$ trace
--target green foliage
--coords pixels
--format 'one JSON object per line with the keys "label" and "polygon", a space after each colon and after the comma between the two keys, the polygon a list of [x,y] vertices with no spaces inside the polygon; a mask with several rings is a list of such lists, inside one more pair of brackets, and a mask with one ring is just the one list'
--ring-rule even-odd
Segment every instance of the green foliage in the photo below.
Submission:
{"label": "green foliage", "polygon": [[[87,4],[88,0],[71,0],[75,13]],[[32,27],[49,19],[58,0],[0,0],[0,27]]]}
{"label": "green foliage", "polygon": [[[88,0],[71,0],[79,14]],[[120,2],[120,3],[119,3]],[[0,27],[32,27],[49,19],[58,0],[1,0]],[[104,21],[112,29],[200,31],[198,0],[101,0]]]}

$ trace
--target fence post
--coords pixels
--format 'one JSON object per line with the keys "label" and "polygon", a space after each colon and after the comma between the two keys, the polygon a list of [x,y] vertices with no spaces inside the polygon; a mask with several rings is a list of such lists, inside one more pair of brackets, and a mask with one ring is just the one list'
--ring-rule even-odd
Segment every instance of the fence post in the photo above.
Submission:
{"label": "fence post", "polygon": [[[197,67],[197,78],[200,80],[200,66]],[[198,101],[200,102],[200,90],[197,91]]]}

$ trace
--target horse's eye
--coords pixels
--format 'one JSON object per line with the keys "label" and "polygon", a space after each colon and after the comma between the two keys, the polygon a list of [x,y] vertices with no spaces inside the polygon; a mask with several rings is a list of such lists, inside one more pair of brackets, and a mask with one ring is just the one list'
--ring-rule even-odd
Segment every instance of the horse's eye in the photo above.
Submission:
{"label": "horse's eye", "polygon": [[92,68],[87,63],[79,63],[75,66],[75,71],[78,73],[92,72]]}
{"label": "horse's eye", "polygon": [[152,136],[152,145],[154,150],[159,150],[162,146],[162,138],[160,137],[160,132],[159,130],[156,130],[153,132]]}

What to do —
Gather every line of the material above that contains the word "photo", and copy each one in full.

Reply to the exercise —
Segment every instance of the green foliage in the photo below.
Segment every instance of the fence post in the photo above.
Segment every instance of the horse's eye in the photo above.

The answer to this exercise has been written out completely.